Excerpts of bounding box data:
>>

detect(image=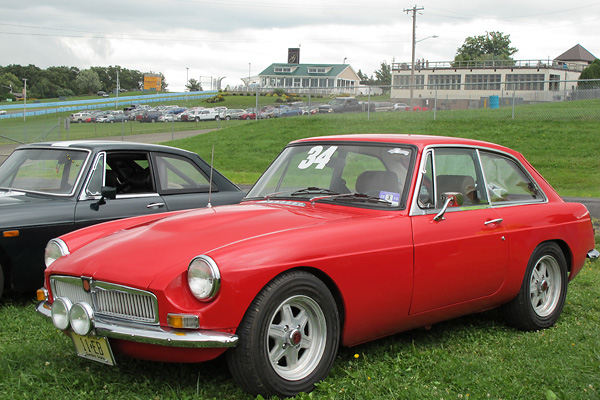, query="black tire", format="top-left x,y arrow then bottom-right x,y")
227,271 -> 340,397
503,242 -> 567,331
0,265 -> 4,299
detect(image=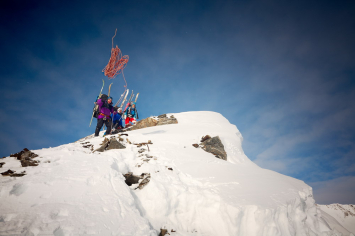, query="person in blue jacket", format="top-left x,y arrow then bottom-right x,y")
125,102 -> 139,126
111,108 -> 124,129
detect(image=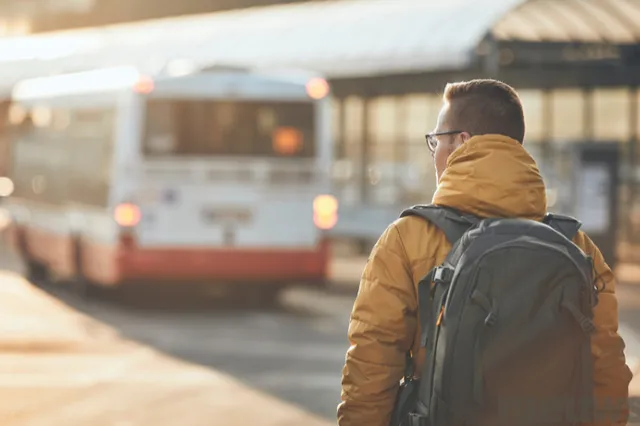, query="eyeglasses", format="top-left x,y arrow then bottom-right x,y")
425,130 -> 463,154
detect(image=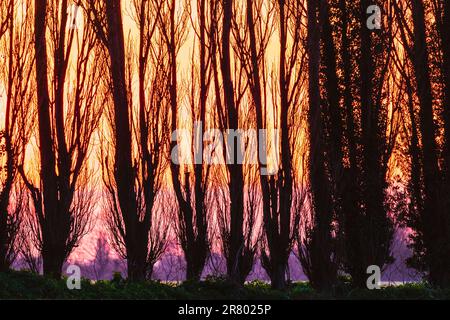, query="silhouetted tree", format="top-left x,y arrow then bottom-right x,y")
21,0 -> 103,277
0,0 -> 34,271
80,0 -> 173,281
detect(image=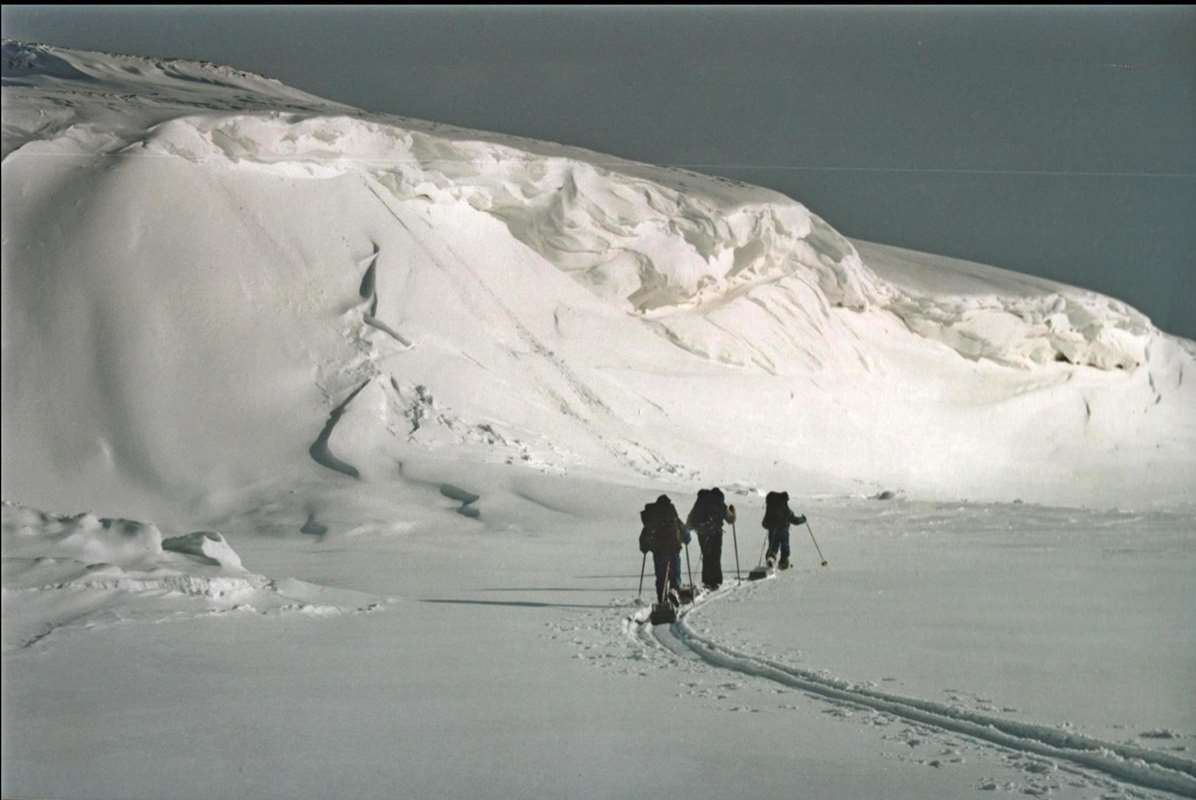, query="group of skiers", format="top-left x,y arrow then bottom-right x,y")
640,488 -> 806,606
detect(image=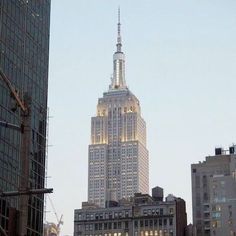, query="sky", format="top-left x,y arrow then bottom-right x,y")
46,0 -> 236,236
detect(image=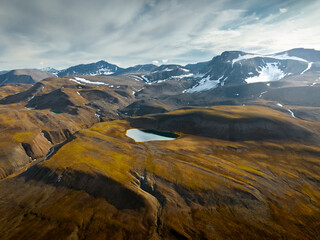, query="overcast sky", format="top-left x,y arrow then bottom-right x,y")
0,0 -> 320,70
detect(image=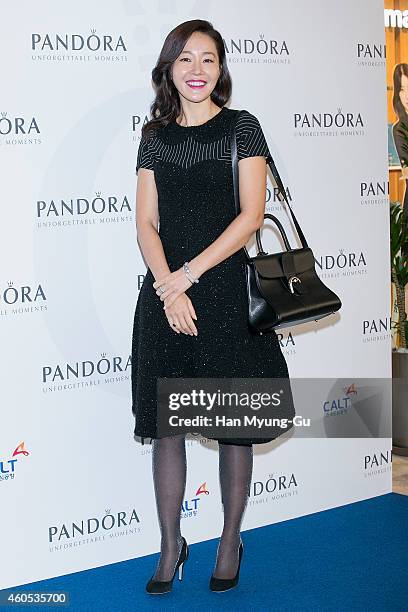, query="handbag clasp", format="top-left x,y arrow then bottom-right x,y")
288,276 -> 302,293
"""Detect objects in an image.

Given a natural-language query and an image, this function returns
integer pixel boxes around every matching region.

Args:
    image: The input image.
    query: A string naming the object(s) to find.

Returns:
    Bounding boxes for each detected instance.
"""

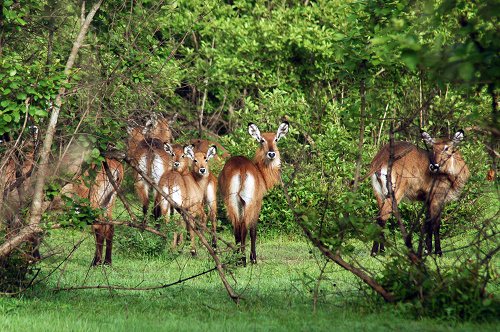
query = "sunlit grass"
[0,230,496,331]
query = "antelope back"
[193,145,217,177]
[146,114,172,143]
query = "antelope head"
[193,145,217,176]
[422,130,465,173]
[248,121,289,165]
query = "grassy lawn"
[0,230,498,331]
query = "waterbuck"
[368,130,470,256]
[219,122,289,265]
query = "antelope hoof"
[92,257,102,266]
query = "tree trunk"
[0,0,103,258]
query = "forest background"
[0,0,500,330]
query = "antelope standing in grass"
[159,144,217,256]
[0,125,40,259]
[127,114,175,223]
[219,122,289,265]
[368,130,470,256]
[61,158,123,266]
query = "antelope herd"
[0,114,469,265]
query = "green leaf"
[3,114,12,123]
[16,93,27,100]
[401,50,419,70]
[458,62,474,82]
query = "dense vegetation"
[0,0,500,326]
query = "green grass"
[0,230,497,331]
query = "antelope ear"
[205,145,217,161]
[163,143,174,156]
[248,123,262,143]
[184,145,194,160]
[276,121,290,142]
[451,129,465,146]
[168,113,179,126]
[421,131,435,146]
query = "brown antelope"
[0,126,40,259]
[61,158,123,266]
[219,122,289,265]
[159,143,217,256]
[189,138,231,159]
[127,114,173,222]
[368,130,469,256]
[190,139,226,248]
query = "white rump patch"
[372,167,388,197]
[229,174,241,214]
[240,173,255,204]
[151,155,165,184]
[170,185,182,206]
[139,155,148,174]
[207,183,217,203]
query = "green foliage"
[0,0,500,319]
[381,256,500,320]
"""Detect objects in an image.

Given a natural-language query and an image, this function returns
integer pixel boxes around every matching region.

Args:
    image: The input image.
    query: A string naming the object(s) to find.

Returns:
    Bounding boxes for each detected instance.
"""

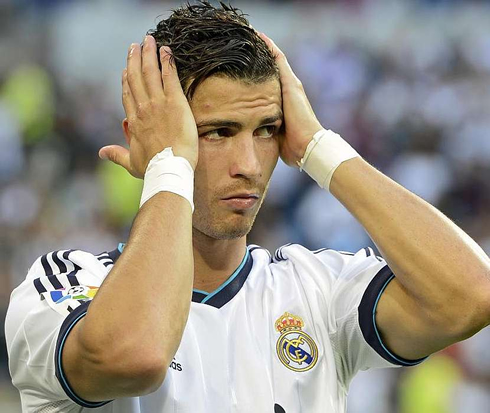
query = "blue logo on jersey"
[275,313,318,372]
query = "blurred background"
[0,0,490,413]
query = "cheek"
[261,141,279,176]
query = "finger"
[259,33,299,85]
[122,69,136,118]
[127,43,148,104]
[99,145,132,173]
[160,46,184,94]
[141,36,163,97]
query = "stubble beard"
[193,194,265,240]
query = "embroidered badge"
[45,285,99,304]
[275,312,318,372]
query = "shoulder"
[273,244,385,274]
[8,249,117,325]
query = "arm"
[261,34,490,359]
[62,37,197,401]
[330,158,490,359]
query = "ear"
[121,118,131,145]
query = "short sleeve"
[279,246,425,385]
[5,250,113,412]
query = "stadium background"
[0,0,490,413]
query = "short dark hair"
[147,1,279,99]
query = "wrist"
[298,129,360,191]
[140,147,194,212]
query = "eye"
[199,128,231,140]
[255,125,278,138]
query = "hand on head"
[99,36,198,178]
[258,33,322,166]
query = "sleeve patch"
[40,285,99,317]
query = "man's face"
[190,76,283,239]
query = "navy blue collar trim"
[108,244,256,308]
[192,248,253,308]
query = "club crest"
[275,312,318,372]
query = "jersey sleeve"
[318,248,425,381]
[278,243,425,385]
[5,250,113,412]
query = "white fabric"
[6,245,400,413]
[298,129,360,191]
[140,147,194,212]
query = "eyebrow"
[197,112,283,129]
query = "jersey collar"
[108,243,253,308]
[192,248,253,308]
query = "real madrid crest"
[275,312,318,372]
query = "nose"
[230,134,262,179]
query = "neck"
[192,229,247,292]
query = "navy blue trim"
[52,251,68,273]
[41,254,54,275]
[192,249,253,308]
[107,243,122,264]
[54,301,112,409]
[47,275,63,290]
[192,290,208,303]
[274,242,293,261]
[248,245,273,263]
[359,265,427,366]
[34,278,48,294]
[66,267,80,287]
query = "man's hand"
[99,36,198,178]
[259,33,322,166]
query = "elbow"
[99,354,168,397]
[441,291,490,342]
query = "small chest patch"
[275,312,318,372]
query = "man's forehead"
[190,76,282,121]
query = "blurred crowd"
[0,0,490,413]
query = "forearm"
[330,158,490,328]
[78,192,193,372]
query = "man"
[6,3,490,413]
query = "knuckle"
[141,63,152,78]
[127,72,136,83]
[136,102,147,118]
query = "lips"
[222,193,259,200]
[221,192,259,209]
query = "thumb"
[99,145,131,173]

<<
>>

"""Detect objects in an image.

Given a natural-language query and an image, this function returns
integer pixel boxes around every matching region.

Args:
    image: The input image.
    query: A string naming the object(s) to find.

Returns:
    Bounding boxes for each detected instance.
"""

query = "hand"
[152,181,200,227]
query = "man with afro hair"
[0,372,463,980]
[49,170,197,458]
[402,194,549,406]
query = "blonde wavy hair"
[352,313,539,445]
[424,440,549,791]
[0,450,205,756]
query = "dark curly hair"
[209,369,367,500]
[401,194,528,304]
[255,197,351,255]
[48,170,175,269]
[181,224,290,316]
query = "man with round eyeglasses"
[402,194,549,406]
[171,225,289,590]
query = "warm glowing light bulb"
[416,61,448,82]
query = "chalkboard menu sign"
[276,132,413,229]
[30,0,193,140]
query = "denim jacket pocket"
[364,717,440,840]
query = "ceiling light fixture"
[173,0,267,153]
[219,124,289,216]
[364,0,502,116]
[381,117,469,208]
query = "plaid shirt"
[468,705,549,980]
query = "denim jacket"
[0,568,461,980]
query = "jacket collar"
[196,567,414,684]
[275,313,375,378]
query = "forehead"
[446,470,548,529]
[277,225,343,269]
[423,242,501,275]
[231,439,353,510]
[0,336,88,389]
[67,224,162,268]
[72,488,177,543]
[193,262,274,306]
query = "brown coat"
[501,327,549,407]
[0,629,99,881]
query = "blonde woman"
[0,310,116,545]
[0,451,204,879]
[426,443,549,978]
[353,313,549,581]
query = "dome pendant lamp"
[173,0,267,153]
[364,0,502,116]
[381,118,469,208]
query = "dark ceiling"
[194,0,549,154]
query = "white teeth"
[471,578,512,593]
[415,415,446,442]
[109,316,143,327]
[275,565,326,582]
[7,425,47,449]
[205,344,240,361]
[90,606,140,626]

<<

Pick out each line in the records that contains the string "forehead", and copy those lines.

* Task solution *
query = "man's forehead"
query = "forehead"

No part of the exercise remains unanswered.